** PROVIDED TEXT **
Bots are automated programs that run independently to perform a series of specific tasks, for example, collecting data. Sophisticated bots can handle complicated interactive situations. More advanced programs feature self-learning capabilities that can address automated threats against traditional security models.

Positive Impact: Business Acceleration

Automated software applications can streamline processes and positively impact overall business performance. They replace tedious human tasks and speed up processes that depend on large volumes of information, thus contributing to overall business efficiency and agility.

Good bots include:

  • Crawlers — are used by search engines and contribute to SEO and SEM efforts
  • Chatbots — automate and extend customer service and first response
  • Fetchers — collect data from multiple locations (for instance, live sporting events)

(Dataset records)
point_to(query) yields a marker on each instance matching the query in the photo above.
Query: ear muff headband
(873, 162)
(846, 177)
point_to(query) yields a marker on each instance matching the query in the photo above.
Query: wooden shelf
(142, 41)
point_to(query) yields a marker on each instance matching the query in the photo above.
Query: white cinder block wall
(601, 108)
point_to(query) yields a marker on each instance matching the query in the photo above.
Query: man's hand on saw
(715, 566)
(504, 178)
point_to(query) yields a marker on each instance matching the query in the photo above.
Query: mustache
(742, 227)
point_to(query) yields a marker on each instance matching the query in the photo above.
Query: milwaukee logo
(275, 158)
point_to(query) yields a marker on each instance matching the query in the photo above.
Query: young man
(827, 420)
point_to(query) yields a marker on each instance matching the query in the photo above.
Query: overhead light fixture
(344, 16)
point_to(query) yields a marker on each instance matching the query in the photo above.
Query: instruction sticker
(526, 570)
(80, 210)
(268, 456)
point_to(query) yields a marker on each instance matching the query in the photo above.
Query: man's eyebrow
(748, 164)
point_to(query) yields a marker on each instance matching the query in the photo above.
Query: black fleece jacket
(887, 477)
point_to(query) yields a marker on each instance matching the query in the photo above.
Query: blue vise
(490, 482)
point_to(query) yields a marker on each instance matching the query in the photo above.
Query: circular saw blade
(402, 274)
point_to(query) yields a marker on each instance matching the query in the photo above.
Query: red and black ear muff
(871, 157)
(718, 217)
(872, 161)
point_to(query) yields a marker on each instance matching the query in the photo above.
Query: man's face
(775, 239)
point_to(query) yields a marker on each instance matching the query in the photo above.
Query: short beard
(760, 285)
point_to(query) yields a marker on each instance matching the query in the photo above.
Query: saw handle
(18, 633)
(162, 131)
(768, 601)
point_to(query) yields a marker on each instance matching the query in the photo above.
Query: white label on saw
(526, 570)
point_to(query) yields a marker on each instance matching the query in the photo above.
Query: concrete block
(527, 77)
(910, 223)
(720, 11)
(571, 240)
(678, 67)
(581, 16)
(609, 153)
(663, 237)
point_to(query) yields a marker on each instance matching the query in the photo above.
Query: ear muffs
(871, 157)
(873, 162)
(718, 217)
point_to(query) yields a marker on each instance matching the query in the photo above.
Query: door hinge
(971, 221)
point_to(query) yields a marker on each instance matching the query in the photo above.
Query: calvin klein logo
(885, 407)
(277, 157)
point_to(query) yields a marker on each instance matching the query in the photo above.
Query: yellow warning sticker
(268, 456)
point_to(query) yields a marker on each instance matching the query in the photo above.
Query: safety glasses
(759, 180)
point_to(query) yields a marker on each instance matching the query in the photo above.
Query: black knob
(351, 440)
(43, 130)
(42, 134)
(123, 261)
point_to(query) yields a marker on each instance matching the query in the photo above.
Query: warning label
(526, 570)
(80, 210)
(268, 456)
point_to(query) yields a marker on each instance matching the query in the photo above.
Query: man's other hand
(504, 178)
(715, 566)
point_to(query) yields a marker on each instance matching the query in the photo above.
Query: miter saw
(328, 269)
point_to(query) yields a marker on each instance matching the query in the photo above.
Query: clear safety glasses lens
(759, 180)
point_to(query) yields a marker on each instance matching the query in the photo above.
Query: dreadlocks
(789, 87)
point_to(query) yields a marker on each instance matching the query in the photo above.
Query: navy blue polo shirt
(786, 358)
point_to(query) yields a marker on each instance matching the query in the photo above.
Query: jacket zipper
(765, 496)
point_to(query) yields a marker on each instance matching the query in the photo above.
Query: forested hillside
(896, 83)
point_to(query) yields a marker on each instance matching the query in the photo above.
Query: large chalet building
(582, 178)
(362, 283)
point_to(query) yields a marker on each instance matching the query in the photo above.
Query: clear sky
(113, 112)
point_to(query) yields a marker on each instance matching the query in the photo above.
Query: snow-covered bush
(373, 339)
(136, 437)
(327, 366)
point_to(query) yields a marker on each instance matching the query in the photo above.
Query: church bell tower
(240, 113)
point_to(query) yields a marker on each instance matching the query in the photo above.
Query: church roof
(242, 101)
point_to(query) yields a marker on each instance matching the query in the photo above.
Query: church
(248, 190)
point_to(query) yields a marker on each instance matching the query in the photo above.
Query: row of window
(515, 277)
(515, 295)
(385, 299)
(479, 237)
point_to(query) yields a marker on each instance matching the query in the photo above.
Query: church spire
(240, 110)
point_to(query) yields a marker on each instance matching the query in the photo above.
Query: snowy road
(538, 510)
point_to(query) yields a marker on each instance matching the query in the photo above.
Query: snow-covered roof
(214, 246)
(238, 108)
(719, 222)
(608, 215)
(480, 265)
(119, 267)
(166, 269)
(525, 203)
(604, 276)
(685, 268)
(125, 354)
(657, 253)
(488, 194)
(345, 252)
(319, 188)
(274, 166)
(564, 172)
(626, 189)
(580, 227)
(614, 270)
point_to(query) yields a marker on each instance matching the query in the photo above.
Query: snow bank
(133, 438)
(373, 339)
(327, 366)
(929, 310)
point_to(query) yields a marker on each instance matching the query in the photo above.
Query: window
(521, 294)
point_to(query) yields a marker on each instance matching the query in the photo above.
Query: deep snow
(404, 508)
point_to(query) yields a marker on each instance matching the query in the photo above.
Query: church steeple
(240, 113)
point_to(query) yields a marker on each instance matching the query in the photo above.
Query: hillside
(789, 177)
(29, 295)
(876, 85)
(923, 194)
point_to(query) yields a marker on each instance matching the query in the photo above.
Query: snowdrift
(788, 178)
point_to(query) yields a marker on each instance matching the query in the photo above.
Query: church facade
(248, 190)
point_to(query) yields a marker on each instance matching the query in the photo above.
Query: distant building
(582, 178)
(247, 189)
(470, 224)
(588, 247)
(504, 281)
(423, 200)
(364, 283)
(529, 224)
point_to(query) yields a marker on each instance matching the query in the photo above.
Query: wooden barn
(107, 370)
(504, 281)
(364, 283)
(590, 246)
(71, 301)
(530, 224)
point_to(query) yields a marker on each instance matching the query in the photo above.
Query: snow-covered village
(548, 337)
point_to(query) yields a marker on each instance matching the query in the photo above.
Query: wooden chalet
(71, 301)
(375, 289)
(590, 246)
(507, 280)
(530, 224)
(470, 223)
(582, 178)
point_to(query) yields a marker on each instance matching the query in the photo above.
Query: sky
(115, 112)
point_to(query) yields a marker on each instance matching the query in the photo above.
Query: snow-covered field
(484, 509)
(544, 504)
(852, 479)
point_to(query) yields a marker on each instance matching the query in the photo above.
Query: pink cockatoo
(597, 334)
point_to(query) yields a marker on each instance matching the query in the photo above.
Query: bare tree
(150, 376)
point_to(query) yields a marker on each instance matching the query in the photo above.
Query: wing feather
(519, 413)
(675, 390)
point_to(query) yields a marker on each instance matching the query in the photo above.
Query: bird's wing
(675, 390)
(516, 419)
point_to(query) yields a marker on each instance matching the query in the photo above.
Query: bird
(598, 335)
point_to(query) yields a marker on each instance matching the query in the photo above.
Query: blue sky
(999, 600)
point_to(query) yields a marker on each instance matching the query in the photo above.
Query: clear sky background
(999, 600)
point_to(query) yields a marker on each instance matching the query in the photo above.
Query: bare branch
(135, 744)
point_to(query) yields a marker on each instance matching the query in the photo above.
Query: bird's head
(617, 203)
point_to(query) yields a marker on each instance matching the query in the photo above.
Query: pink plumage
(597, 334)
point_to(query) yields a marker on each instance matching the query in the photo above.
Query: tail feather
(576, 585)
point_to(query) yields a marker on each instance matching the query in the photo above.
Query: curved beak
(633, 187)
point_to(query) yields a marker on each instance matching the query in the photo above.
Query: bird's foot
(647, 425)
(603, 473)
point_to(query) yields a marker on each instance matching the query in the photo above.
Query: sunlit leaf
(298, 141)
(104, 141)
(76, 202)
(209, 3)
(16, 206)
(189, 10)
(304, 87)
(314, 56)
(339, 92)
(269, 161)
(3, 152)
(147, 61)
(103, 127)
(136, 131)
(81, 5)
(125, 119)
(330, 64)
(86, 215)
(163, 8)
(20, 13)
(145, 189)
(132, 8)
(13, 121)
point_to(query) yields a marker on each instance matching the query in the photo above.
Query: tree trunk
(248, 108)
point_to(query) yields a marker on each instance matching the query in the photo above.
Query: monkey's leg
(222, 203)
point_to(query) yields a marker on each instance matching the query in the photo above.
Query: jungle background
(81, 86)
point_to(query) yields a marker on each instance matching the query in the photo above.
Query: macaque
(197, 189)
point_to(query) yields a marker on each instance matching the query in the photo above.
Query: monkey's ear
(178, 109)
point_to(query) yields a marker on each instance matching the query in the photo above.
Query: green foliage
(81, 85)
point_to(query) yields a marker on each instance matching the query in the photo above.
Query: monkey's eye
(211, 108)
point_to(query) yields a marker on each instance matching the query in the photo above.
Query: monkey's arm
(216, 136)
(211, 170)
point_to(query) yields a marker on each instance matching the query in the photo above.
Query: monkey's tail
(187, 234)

** QUESTIONS ON THE MATERIAL **
1. Echo the passage on bots word for word, starting at "Automated software applications" and ending at "business efficiency and agility.".
2. Render this sentence from the passage on bots into Spanish: "Sophisticated bots can handle complicated interactive situations."

** ANSWERS TO THE EXERCISES **
1.
Automated software applications can streamline processes and positively impact overall business performance. They replace tedious human tasks and speed up processes that depend on large volumes of information, thus contributing to overall business efficiency and agility.

2. Los bots sofisticados pueden manejar situaciones interactivas complicadas.